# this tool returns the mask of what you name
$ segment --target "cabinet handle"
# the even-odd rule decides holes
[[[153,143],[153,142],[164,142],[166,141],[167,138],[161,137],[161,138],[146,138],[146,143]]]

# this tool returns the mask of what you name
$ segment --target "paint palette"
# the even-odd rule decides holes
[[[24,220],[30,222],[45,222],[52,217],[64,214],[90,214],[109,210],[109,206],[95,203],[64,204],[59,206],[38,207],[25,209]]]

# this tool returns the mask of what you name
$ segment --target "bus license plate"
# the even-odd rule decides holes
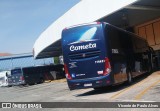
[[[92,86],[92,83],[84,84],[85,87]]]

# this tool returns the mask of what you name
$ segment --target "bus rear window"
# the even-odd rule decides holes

---*---

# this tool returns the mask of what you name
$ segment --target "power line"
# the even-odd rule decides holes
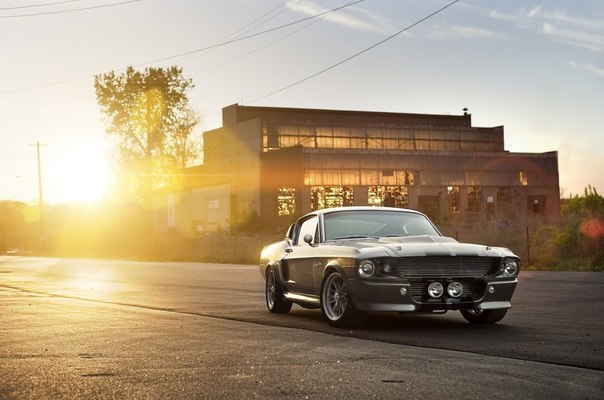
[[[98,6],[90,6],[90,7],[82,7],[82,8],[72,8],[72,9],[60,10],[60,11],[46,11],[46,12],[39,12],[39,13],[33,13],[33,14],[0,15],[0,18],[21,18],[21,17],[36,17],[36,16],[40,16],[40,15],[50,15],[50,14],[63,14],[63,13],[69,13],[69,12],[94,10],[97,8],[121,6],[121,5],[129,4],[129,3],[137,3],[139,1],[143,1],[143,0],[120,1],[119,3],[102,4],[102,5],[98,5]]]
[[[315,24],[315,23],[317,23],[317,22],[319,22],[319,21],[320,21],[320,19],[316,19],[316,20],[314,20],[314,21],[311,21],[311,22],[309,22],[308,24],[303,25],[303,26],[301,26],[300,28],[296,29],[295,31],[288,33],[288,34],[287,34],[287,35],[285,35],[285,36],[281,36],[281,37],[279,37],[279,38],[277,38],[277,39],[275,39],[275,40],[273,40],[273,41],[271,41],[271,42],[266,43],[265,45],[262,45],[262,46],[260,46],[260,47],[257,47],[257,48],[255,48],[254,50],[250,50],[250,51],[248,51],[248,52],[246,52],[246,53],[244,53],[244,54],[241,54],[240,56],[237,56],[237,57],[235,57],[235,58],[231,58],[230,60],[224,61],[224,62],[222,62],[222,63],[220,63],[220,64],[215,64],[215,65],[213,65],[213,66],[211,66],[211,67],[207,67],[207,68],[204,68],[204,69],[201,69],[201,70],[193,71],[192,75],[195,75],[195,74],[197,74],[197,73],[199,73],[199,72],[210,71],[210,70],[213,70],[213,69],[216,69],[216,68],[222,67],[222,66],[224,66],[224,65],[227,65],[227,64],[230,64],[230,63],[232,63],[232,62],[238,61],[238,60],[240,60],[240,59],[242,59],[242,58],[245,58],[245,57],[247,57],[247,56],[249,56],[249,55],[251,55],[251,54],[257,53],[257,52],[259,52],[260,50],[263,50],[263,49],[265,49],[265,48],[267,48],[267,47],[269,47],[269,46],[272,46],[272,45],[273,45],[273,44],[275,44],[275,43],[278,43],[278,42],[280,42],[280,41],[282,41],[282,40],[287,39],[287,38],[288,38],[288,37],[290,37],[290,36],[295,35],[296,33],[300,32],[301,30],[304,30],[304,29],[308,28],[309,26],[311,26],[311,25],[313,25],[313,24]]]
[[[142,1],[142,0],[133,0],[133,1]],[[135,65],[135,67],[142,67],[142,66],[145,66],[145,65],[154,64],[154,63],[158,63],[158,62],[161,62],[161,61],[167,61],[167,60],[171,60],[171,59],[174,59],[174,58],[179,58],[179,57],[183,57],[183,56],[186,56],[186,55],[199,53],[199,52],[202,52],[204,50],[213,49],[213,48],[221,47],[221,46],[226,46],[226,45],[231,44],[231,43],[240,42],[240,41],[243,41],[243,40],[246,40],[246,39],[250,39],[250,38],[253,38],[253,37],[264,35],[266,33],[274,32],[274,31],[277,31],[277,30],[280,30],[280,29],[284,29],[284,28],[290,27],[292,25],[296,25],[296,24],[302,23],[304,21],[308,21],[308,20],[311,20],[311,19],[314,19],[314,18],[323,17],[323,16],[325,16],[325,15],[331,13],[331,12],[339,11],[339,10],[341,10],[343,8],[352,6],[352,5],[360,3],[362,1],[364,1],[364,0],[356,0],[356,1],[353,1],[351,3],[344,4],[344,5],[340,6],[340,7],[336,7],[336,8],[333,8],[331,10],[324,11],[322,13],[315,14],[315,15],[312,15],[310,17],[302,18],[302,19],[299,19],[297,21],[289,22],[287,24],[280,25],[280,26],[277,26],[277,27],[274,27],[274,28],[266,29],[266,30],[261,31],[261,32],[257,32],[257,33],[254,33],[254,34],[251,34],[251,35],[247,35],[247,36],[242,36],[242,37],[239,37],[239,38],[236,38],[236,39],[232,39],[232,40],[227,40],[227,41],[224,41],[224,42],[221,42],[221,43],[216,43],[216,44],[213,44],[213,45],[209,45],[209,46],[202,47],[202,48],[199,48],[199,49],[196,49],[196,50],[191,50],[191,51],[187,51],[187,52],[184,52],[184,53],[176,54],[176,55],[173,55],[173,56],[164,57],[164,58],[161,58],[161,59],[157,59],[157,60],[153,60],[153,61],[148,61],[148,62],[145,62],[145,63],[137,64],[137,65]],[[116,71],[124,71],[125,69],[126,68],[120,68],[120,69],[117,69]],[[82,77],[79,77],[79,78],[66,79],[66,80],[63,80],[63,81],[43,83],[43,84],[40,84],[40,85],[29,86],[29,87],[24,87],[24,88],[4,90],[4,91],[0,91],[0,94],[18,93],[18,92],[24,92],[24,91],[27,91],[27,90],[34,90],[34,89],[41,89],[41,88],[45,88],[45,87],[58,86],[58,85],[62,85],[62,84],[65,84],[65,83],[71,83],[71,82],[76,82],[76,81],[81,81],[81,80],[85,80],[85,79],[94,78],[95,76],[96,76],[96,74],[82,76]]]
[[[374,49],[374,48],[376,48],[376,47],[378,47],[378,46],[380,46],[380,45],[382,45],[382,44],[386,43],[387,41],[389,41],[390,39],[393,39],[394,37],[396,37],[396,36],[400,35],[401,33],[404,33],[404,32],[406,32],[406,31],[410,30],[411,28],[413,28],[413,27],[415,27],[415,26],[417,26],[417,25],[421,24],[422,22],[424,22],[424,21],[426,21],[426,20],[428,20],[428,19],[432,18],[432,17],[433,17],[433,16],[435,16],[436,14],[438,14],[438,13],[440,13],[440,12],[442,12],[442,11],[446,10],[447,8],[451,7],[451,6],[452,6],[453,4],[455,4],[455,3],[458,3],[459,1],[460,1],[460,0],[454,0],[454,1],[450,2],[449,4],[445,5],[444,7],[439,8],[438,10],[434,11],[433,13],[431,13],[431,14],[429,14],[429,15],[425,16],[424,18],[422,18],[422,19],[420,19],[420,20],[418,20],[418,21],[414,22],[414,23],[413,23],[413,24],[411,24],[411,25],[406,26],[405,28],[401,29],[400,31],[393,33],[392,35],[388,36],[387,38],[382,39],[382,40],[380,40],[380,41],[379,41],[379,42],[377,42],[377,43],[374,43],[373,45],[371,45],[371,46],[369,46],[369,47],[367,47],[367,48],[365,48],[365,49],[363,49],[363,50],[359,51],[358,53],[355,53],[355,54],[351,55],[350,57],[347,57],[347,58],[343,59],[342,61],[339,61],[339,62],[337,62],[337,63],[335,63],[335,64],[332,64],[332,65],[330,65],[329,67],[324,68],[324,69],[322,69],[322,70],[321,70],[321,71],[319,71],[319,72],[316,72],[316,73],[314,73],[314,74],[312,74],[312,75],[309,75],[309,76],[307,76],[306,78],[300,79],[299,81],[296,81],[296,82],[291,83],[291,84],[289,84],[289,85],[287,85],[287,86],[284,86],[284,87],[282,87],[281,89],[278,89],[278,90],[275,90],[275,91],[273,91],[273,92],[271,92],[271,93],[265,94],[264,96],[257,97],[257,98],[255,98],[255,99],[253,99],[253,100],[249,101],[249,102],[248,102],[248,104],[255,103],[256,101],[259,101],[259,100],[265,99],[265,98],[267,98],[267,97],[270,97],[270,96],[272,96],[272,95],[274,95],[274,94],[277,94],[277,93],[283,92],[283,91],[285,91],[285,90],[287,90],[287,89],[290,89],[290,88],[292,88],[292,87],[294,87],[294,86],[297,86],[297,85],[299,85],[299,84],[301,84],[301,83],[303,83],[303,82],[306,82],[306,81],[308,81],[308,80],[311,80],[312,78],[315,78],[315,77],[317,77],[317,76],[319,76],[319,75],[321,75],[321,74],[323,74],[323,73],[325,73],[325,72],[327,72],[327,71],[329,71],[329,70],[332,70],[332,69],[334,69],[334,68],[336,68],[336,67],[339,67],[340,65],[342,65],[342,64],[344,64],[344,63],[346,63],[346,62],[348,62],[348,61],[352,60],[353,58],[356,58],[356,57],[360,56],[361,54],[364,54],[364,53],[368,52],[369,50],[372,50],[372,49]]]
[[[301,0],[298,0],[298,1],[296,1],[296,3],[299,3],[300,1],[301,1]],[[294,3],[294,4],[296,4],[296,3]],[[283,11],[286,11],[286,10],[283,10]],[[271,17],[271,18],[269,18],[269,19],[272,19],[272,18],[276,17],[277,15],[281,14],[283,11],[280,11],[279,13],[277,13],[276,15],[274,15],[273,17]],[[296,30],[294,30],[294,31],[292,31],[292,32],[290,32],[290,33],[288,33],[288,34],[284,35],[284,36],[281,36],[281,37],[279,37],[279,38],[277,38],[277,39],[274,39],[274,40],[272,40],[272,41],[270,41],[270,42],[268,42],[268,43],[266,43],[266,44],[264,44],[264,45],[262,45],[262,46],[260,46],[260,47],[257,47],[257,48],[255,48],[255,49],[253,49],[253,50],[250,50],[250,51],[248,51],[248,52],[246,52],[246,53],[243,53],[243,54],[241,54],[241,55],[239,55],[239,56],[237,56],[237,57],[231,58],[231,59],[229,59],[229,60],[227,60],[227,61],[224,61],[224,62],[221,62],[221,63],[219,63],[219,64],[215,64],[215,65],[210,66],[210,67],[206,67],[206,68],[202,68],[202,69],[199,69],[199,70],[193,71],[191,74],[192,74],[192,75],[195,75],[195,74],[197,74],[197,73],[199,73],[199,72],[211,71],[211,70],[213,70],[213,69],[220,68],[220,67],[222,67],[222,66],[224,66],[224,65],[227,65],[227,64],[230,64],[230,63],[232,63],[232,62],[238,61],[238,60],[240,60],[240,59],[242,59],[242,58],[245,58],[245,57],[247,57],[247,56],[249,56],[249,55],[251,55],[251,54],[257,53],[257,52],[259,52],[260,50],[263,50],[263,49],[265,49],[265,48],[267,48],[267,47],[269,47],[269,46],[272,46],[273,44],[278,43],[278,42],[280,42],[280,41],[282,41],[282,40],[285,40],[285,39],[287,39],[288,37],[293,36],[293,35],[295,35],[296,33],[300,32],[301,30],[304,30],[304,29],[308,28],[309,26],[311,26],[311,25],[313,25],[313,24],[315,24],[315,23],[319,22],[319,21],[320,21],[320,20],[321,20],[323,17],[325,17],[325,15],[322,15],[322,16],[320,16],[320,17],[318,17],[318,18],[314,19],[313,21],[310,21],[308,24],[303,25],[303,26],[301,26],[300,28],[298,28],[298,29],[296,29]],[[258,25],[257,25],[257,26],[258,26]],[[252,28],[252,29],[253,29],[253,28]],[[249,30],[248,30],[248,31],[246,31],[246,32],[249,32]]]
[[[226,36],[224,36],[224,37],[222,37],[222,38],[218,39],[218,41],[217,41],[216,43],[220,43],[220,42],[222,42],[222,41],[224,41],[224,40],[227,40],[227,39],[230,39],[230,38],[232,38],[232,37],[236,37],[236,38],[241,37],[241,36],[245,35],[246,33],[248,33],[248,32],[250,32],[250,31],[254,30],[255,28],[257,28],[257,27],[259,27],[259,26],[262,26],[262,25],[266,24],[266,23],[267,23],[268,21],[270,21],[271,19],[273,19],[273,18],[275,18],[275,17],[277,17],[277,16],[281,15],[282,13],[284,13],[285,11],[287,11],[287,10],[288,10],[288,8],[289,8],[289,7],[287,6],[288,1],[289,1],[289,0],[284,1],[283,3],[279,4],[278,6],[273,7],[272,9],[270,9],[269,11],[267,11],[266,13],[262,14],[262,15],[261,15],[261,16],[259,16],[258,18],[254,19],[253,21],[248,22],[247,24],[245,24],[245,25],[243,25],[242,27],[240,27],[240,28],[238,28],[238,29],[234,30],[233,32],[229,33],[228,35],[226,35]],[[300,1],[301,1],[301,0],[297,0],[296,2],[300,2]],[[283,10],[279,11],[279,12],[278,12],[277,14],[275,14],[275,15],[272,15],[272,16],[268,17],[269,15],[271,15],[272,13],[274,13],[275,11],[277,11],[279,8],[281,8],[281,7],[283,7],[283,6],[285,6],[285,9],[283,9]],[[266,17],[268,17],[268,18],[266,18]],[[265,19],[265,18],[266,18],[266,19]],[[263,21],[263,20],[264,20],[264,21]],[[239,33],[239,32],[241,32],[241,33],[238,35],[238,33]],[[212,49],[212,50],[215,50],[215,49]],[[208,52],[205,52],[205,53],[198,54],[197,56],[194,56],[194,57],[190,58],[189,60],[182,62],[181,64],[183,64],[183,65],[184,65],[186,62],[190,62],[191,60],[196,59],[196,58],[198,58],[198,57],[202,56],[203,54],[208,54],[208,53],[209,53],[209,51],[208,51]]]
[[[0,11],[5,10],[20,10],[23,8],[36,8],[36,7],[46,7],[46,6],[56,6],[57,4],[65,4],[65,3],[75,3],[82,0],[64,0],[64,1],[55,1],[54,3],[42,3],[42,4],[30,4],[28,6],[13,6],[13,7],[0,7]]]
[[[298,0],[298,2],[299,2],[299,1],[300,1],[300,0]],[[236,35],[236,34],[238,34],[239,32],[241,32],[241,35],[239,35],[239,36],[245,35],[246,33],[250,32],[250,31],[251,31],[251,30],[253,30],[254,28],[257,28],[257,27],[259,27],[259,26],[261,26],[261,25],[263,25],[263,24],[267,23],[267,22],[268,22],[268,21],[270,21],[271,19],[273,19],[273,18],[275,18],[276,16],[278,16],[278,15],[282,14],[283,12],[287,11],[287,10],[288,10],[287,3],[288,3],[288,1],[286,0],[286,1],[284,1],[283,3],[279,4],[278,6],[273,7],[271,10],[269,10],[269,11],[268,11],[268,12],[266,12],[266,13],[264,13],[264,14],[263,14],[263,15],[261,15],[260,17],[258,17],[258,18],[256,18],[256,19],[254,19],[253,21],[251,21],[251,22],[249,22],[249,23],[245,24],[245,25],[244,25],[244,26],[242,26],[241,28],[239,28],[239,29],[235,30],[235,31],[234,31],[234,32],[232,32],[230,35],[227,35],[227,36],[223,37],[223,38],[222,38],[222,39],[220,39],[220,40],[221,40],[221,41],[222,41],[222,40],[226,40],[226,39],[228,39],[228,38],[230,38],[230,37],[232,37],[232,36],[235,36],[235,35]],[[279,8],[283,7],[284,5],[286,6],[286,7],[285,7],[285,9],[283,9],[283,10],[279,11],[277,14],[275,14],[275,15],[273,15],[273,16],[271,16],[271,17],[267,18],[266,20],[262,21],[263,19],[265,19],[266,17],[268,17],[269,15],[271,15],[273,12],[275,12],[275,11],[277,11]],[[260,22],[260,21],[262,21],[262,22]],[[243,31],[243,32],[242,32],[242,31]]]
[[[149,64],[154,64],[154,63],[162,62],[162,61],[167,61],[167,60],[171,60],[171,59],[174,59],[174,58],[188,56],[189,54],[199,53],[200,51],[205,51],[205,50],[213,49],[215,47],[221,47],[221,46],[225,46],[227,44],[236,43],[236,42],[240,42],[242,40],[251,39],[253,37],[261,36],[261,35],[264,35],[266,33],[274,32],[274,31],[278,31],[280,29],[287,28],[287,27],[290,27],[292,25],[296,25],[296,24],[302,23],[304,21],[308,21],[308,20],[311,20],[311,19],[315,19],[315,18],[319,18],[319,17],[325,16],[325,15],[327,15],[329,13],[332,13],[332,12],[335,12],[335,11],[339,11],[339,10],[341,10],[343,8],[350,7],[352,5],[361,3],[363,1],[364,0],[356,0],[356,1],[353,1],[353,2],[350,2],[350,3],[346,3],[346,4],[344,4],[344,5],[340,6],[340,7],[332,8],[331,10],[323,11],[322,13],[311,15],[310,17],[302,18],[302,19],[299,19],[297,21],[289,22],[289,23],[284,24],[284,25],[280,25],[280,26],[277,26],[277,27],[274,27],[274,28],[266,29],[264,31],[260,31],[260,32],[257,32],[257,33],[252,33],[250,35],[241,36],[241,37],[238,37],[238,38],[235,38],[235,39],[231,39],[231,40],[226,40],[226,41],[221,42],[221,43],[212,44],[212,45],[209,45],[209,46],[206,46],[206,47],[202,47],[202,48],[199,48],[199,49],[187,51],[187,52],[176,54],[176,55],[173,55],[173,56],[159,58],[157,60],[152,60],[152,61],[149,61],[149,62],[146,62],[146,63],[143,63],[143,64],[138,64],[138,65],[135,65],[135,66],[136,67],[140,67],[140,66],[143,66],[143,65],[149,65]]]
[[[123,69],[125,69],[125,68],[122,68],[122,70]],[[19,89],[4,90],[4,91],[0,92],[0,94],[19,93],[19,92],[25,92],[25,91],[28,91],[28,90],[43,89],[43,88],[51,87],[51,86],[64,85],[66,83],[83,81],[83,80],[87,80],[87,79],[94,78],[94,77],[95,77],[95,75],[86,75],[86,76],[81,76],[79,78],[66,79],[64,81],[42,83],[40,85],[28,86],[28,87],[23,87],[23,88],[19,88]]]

---*---

▶ **Work item**
Count each line above with "target"; write only the number.

▶ **Solution for this problem**
5